▶ **Records provided**
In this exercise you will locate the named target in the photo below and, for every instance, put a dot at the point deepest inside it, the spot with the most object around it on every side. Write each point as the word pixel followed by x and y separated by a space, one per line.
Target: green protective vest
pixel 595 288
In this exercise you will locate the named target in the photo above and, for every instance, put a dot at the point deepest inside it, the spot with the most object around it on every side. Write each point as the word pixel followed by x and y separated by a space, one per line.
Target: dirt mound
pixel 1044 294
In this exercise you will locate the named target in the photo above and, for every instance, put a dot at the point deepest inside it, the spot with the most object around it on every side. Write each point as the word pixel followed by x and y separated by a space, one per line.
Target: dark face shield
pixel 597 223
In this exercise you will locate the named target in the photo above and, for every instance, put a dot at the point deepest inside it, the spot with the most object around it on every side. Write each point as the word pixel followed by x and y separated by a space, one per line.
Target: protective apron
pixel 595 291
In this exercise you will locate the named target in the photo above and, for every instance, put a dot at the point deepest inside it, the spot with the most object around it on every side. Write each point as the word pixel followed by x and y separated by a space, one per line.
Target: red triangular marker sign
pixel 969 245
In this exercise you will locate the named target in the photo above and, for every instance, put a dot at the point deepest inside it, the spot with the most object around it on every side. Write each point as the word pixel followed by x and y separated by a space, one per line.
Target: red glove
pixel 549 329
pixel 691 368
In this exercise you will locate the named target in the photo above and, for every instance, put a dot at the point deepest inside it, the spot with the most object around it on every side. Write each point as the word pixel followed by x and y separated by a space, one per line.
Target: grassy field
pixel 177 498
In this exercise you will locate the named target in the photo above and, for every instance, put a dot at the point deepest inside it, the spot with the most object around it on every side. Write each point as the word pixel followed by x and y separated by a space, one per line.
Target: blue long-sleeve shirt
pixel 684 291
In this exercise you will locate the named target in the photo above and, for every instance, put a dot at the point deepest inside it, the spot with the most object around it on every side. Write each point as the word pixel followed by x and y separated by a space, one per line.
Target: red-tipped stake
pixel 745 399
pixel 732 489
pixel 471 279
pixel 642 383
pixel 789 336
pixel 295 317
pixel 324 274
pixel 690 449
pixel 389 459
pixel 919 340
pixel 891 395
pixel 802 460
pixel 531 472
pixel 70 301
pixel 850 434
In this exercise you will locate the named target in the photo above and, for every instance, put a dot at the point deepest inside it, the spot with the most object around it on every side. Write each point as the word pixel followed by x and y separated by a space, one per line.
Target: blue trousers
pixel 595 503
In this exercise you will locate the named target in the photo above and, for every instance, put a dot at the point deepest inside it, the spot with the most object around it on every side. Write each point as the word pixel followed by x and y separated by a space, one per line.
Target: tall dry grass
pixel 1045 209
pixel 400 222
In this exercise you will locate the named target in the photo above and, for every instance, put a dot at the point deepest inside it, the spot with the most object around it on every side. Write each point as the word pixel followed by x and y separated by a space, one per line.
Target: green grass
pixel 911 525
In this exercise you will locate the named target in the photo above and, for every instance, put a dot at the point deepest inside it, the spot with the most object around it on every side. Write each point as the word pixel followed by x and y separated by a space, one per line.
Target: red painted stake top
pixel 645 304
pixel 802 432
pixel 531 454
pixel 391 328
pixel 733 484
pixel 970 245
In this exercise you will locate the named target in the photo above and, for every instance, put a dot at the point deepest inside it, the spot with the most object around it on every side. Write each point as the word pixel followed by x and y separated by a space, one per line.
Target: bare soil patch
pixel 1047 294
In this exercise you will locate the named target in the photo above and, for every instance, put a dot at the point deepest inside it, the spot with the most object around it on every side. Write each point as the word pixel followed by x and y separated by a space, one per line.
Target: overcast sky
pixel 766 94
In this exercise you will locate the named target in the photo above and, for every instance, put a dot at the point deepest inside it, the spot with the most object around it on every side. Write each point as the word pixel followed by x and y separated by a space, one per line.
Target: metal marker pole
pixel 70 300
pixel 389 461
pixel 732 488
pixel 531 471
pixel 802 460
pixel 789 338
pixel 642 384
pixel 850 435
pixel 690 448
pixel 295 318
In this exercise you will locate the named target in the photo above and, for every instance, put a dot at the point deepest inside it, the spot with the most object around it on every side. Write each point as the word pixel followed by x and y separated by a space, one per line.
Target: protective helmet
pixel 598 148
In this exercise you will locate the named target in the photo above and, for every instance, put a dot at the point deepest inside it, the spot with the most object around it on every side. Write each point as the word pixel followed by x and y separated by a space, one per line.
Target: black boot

▶ **What you should do**
Your task is to give the records above again, exactly.

▶ **Exercise output**
In this exercise you will locate the named target in the photo below and, for every instance, put a dot at the point deepest inside it, the spot with the most object around it on every side. Write each point as the word pixel followed by x and y separated by a space, one per line.
Target: green protective vest
pixel 595 288
In this exercise you will locate the named target in the photo above and, for every instance, put a dot at the point deepest inside it, the spot with the most object around it on every side. Write each point as the word pixel followed by x and y separated by a space, one per line.
Target: dirt mound
pixel 1044 294
In this exercise you will locate the named target in the photo above and, for every instance, put a dot at the point deepest inside it, the spot with the most object around it on every side. Write each point as the word pixel followed by x and y separated by a space, one per line.
Target: dark face shield
pixel 597 223
In this exercise you will locate the named target in the photo above and, for every instance, put a dot at the point deepest inside it, the spot with the most object around it on every side. Write each point as the word pixel followed by x and y separated by a space, one per line.
Target: protective apron
pixel 595 291
In this exercise you will locate the named target in the photo above and, for every instance, put a dot at the point deepest inside it, the spot with the most object around it on every side. Write each point as the word pixel followed by x and y separated by a space, one per line.
Target: red triangular marker sign
pixel 969 245
In this exercise you will locate the named target in the photo above and, for every instance, put a dot at the point deepest inside it, the spot with the most object around it on every side. Write each point as the word pixel followed by x and y separated by a space, one per line.
Target: red glove
pixel 549 329
pixel 691 368
In this exercise you will locate the named target in the photo above and, for every instance, put a dot at the point deepest inside it, the spot with the most object around it on every side. Write each point as the word pixel followed by x and y separated by a space, one per line.
Target: grassy field
pixel 177 498
In this exercise you will locate the named target in the photo above and, for every instance, put a dot at the point deepest inside it, the spot with the most object around it on every side. Write each point as the word pixel followed by x and y separated by a space, one per line.
Target: blue long-sleeve shirt
pixel 684 291
In this exercise you will locate the named target in the photo above and, for every instance, put a dot at the point deepest inside it, the spot with the most object around it on every side. Write each point as the word pixel followed by x and y separated by a space, one per line.
Target: red-tipped stake
pixel 745 399
pixel 732 489
pixel 471 279
pixel 642 383
pixel 789 336
pixel 295 317
pixel 324 274
pixel 690 449
pixel 389 459
pixel 919 340
pixel 891 395
pixel 802 460
pixel 531 472
pixel 70 301
pixel 850 434
In this exercise you will locate the named target in the photo above and, for every instance, put a dot at the point deepest inside it, the spot with the most object around it on every side. Write each point as the word pixel followed by x and y separated by a space, one per line.
Target: blue trousers
pixel 595 503
In this exercise you will locate the named target in the photo above and, for every instance, put a dot at the point deepest inside it, the spot with the most object around it on every side. Write each point as the word pixel followed by x and y separated by a space, one per line.
Target: tall dry grass
pixel 1045 209
pixel 400 222
In this exercise you will locate the named target in the photo above and, for every instance, put a dot at the point deepest inside it, the spot with the most object around it on every side. Write each point as the word pixel followed by x and y separated by a space, one per line.
Target: green grass
pixel 911 525
In this exercise you will locate the named target in the photo above and, for every instance, put a dot at the point deepest inside it, the spot with the most object around it on every side. Write each point as the word pixel followed by x and y separated by a space, one per line.
Target: red painted stake top
pixel 645 304
pixel 802 432
pixel 531 454
pixel 391 328
pixel 733 484
pixel 970 245
In this exercise you will locate the named target in the photo above and, for every instance, put a dot at the point deepest inside it, the spot with the most object around it on every side. Write each point as the word pixel followed by x and y separated by a space, one per line.
Target: bare soil patch
pixel 1047 294
In this exercise you will locate the named target in the photo above and, for every instance, put a dot at the point deepest inside it, the spot with the most object around it on every side. Write each point as the word pixel followed by x and y separated by a space, one per line.
Target: overcast sky
pixel 766 94
In this exercise you will locate the named target in the photo above and, for every instance, put a dot at the point deepest inside it, the spot with the most object around it on every side. Write each point as the word pixel followed by x and y separated by a space, one per line.
Target: metal marker pole
pixel 70 300
pixel 389 461
pixel 732 488
pixel 531 471
pixel 802 460
pixel 789 338
pixel 642 384
pixel 850 435
pixel 690 448
pixel 295 318
In this exercise you will locate the named target in the photo above and, for every instance, put a dot at the point deepest inside it, the spot with the most object around it on every side. Write each point as the word pixel followed by x and y separated by a space, one per line.
Target: protective helmet
pixel 598 148
In this exercise you will locate the named target in the photo above and, for every instance, put a dot at the point deepest inside it, the spot with the most object around it on every side. Write each point as the word pixel followed by x and y separated by a space, one per line.
Target: black boot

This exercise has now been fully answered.